Stored records
———

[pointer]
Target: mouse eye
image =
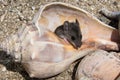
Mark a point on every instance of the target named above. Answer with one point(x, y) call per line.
point(73, 38)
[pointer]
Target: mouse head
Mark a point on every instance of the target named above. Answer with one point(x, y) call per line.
point(72, 33)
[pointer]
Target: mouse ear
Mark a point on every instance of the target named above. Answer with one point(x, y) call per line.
point(66, 25)
point(77, 22)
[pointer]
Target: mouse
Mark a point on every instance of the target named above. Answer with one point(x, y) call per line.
point(71, 32)
point(112, 16)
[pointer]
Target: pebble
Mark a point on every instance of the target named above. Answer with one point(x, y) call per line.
point(4, 69)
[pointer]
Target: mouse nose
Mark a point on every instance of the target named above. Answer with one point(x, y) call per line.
point(78, 44)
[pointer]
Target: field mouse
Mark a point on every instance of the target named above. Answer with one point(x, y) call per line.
point(71, 32)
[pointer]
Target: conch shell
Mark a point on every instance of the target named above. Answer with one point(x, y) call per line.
point(43, 54)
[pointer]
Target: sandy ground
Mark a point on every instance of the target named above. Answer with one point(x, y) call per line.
point(13, 13)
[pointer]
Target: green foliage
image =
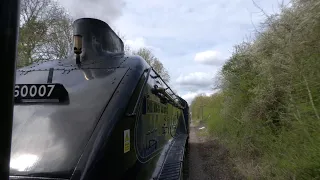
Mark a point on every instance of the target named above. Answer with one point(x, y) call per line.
point(44, 33)
point(268, 109)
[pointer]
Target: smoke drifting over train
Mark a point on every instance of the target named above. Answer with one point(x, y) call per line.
point(106, 10)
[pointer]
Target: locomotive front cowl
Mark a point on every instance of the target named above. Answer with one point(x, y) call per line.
point(48, 136)
point(96, 115)
point(96, 39)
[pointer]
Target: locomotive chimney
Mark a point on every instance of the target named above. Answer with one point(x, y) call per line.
point(94, 38)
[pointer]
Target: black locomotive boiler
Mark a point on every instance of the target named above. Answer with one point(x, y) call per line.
point(99, 114)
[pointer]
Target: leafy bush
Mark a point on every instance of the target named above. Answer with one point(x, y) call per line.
point(267, 111)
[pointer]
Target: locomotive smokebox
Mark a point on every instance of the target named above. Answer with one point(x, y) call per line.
point(97, 39)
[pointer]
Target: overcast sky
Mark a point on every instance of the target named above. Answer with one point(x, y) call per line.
point(192, 39)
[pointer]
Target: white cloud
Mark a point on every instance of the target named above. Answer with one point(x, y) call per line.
point(136, 43)
point(189, 96)
point(200, 79)
point(209, 57)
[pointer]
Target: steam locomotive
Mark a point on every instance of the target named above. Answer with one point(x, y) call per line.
point(99, 114)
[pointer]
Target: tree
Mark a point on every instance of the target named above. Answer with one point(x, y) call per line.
point(154, 62)
point(45, 32)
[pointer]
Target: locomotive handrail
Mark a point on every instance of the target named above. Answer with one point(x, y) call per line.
point(168, 87)
point(133, 113)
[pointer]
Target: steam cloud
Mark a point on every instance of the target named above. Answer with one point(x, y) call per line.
point(106, 10)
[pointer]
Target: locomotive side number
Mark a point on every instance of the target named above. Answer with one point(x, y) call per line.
point(33, 90)
point(40, 93)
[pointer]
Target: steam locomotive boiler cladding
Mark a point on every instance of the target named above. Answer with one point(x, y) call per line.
point(98, 114)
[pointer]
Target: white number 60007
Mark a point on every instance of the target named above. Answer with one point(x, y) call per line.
point(33, 90)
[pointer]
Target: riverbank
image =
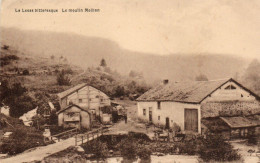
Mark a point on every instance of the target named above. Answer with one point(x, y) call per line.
point(134, 146)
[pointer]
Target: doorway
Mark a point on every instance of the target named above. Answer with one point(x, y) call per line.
point(150, 116)
point(167, 126)
point(191, 120)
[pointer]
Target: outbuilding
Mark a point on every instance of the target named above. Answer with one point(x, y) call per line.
point(187, 103)
point(74, 116)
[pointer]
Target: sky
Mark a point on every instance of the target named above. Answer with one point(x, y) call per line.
point(155, 26)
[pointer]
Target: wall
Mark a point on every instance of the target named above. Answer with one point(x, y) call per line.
point(85, 121)
point(229, 108)
point(91, 98)
point(230, 103)
point(173, 110)
point(223, 94)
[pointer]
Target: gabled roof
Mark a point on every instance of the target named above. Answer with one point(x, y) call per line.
point(239, 122)
point(187, 92)
point(70, 107)
point(73, 89)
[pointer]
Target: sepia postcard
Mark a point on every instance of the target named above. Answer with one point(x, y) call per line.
point(129, 81)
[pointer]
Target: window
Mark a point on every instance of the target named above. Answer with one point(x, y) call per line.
point(159, 105)
point(230, 87)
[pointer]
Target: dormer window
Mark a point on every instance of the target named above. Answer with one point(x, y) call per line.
point(230, 87)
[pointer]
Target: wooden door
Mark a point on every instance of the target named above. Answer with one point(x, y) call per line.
point(167, 126)
point(191, 120)
point(150, 116)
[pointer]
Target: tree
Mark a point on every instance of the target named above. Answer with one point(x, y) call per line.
point(103, 62)
point(201, 77)
point(62, 79)
point(251, 77)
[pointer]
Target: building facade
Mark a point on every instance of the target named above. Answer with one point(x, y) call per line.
point(86, 97)
point(74, 117)
point(186, 103)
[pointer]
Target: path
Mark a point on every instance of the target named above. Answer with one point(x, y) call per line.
point(39, 153)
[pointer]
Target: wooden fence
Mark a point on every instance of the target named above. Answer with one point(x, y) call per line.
point(91, 135)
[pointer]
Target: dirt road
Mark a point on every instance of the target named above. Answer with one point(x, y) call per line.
point(39, 153)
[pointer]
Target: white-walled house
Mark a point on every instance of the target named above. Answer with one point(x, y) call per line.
point(186, 103)
point(84, 96)
point(74, 117)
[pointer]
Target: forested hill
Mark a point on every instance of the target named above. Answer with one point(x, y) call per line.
point(28, 81)
point(88, 51)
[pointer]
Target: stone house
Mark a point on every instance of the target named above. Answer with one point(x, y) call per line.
point(187, 103)
point(86, 97)
point(74, 116)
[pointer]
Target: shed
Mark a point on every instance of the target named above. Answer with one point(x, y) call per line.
point(186, 103)
point(240, 127)
point(74, 116)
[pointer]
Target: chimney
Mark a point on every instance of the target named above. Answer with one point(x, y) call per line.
point(165, 81)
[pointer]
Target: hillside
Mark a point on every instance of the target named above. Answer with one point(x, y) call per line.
point(28, 81)
point(88, 51)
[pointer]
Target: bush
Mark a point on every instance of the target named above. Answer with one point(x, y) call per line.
point(26, 72)
point(62, 79)
point(98, 148)
point(215, 148)
point(21, 140)
point(144, 153)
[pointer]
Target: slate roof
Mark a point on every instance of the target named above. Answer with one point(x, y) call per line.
point(72, 106)
point(187, 92)
point(239, 122)
point(71, 90)
point(190, 91)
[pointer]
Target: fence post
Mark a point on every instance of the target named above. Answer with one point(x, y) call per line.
point(82, 139)
point(75, 140)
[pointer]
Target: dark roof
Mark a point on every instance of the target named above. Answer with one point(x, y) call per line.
point(239, 122)
point(187, 92)
point(70, 107)
point(215, 124)
point(73, 89)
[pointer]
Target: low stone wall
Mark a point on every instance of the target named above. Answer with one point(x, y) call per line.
point(229, 108)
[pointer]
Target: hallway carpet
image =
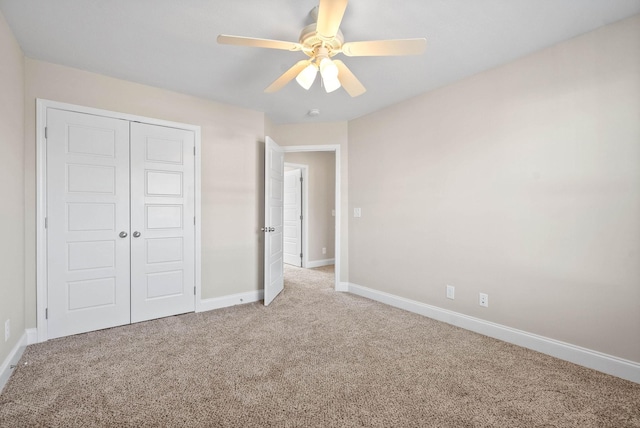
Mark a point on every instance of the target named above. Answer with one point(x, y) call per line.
point(313, 358)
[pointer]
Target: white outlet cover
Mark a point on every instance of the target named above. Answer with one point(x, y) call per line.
point(483, 300)
point(451, 292)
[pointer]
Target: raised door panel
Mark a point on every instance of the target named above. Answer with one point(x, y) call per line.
point(292, 223)
point(274, 202)
point(162, 195)
point(87, 208)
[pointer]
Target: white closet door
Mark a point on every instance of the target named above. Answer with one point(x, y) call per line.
point(162, 222)
point(273, 220)
point(88, 222)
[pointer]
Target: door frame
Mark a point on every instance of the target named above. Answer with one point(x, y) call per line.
point(41, 197)
point(337, 253)
point(304, 172)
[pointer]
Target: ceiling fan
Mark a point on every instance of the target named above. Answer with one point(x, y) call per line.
point(323, 40)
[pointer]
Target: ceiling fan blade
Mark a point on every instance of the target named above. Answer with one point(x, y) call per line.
point(258, 43)
point(287, 76)
point(385, 47)
point(330, 13)
point(348, 80)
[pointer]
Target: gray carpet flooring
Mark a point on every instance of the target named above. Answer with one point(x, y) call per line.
point(313, 358)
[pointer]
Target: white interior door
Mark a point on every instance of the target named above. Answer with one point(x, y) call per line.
point(162, 221)
point(273, 220)
point(87, 222)
point(292, 234)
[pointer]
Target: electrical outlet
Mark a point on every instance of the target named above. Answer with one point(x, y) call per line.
point(451, 292)
point(483, 300)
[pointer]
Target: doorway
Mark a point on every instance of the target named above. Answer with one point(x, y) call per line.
point(314, 257)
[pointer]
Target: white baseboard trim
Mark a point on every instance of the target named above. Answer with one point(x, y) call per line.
point(32, 336)
point(231, 300)
point(605, 363)
point(318, 263)
point(12, 358)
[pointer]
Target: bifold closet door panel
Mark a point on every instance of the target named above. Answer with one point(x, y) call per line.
point(88, 222)
point(162, 221)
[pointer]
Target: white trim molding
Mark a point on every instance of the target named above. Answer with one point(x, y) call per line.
point(230, 300)
point(32, 336)
point(12, 359)
point(605, 363)
point(318, 263)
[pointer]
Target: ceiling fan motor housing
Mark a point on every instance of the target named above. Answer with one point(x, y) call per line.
point(311, 41)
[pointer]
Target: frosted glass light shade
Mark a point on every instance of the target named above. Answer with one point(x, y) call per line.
point(307, 76)
point(329, 73)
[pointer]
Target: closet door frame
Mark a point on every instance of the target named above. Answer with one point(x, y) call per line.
point(42, 105)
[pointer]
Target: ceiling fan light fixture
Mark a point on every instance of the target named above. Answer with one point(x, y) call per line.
point(329, 73)
point(307, 76)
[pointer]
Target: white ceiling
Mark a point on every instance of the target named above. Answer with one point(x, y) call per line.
point(172, 44)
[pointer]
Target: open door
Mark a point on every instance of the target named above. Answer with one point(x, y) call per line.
point(292, 234)
point(273, 220)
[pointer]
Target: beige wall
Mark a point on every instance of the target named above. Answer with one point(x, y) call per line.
point(321, 184)
point(522, 182)
point(11, 184)
point(306, 134)
point(232, 146)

———

Instructions for the task: Find every line in the records above that contains the word "number", and copy each one.

Worked solution:
Target: locomotive side number
Target: white number 60007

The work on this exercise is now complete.